** Opening RECORDS FOR THE EXERCISE block **
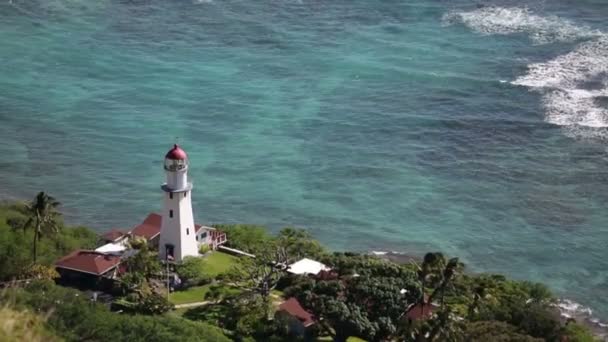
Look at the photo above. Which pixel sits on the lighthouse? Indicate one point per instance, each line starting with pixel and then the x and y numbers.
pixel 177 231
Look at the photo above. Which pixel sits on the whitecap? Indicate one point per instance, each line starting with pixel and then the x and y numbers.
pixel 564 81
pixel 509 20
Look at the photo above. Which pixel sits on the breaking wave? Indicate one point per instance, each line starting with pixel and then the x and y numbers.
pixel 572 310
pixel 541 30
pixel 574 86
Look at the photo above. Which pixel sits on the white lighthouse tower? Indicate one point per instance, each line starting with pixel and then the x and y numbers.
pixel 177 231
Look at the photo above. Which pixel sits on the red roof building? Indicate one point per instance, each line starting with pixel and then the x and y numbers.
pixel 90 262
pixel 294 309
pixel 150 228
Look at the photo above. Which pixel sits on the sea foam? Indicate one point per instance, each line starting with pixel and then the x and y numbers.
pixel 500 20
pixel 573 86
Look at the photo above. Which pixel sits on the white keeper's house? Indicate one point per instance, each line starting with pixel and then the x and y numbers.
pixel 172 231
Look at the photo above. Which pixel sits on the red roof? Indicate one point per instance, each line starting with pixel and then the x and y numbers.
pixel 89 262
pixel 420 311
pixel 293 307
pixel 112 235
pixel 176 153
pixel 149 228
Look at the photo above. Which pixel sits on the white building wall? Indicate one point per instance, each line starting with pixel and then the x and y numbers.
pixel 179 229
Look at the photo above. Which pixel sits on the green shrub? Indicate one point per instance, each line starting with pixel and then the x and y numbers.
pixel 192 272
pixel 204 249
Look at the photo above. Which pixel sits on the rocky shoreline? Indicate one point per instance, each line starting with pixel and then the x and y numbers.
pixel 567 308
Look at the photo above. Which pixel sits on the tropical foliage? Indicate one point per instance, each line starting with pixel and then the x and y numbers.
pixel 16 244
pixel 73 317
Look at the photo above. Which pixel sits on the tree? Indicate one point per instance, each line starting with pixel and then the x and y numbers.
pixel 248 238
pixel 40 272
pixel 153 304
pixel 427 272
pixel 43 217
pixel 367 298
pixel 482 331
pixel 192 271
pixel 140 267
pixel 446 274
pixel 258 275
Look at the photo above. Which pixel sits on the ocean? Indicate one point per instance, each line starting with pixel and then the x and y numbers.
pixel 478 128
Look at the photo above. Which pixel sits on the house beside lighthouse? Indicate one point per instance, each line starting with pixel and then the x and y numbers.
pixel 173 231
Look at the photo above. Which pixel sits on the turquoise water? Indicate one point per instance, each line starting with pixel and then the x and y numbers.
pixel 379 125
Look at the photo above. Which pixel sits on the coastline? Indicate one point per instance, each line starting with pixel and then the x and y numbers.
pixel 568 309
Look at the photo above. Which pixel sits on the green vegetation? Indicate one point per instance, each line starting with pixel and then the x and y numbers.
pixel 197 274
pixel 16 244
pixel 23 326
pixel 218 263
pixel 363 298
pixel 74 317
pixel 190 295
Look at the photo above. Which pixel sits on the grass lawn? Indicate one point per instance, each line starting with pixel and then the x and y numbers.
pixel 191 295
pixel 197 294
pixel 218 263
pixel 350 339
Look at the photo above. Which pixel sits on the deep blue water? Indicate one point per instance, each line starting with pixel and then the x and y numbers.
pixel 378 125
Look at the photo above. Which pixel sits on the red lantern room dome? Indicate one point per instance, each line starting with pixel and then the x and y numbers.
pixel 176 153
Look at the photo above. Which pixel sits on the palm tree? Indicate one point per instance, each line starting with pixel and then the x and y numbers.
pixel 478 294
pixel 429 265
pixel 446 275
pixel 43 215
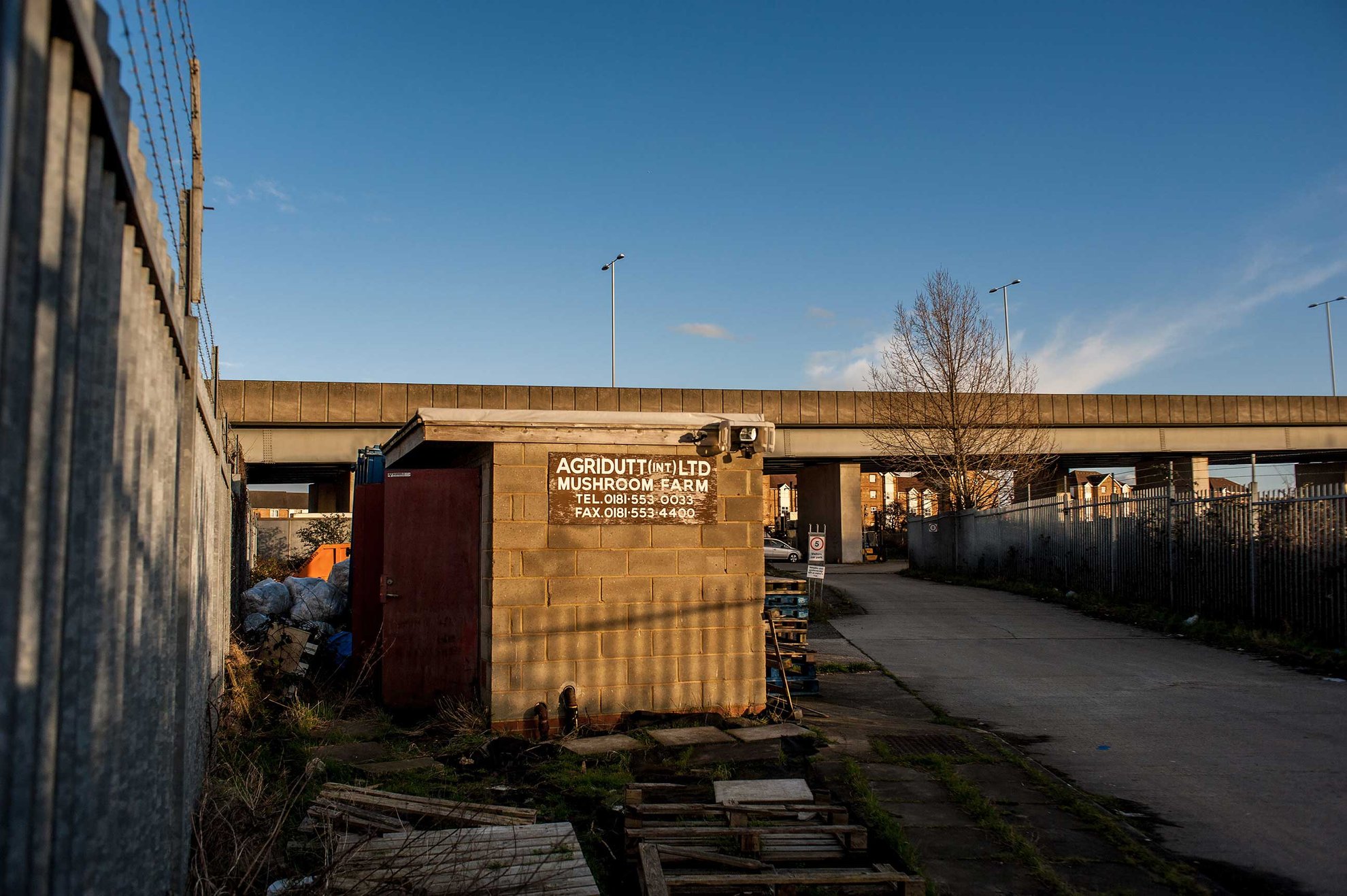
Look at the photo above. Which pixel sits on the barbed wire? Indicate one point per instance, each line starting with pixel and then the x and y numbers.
** Closing RECORDS FOR THE EXERCISE block **
TASK OBJECTIVE: Before copying, set the pictures aside; then give the records again exactly.

RESULT FOR THIS TASK:
Look at the photo above. Which pixel sits on the lighthouse? Indicate one point per instance, each line starting with pixel and then the x and y numbers.
pixel 177 231
Look at the photo above. Which pixel sits on the whitecap? Indicate one point per instance, each line starting with pixel and then the x and y numbers.
pixel 564 81
pixel 509 20
Look at the photo above. Which pixel sits on the breaking wave? Indicate one point per instance, each line starting with pixel and then the x and y numbers.
pixel 572 310
pixel 541 30
pixel 574 86
Look at the photo above. Which pixel sits on the white lighthouse tower? Indicate one point per instance, each line starting with pixel and then the x and y numbers.
pixel 177 231
Look at the photo above. Which pixel sits on the red roof building? Indicate one point per instance, each line starting with pixel and then the x and y numbers.
pixel 90 262
pixel 294 309
pixel 150 228
Look at the photo above. Which pixel sits on the sea foam? Indicate one point per instance, each line starting with pixel and then the x and y numbers.
pixel 500 20
pixel 573 86
Look at the photo above. Which pixel sits on the white keeper's house? Indicate one point per instance, each line starting with pixel and then the x and y numbers.
pixel 172 231
Look at the photo above. Which pixel sits on the red roof? Indicate one point per instance, each line starting with pixel and then the x and y numbers.
pixel 89 262
pixel 420 311
pixel 293 307
pixel 112 235
pixel 176 153
pixel 149 228
Look at the photo above. Which pixel sits on the white building wall? Indicate one point per instance, each line starting with pixel and then the x and y numbers.
pixel 179 229
Look at the photo above. Which pixel sits on the green shrub? Indicate one point per instance, each line starting with pixel and then the x and y numbers.
pixel 192 272
pixel 204 249
Look at the photo above. Which pixel sits on the rocky shoreline? Indicate one point per instance, each line starting with pixel and then the x and y numbers.
pixel 567 308
Look at the photo above. Which pixel sits on the tropical foliage? Indicate one point per instance, each line starting with pixel and then the x and y numbers.
pixel 16 244
pixel 73 317
Look at the photo above. Which pixel sits on the tree? Indicate one point per instance, each line starting with pixel and then the x and y numbers.
pixel 248 238
pixel 40 272
pixel 153 304
pixel 427 272
pixel 43 217
pixel 367 298
pixel 482 331
pixel 192 271
pixel 140 267
pixel 446 274
pixel 258 275
Look at the photo above. Which pixel sits on the ocean? Indicate one point per instance, each line starting with pixel and then the x and y numbers.
pixel 478 128
Look at the photo above. Which pixel sits on the house beside lighthouse? Indicate one point per instance, each line starting with pixel and then the x and y numbers.
pixel 173 231
Look at the photo above. Which pixel sits on the turquoise water? Indicate one point per instance, each line starting with pixel and then the x and y numbers.
pixel 379 125
Look at the photo above. Which pixel sits on the coastline? Indicate one point per instance, each line starting with pixel and then the x and y numbers.
pixel 568 309
Look at the photo above. Which pixel sits on the green vegetation? Indicate one point per instance, each line starting with pixel and then the x and y numbers.
pixel 197 274
pixel 16 244
pixel 23 326
pixel 218 263
pixel 363 298
pixel 74 317
pixel 190 295
Look at the photo above. Which pixel sits on the grass lawn? Indicate one point per instance, each line starting with pixel and then the x and y numbers.
pixel 191 295
pixel 197 294
pixel 218 263
pixel 350 339
Look at the photo above. Which pixel sits on the deep blue water? Indicate one point per instance, each line starting with pixel and then the x and y numbers.
pixel 378 125
Look at the photo above. Which pixel sits on the red lantern room dome? Indicate one point per instance, each line starting with pixel and then the x and y numbers.
pixel 176 153
Look at the photo above. Which pixel sits on the palm tree? Indicate one point per instance, each line starting with pixel and then the x and y numbers.
pixel 478 294
pixel 429 265
pixel 446 275
pixel 43 215
Look at the photo above. Which pixel sits on the barbed wire? Indicate one point per instance, each line starting with pixel and then the x and y numbers.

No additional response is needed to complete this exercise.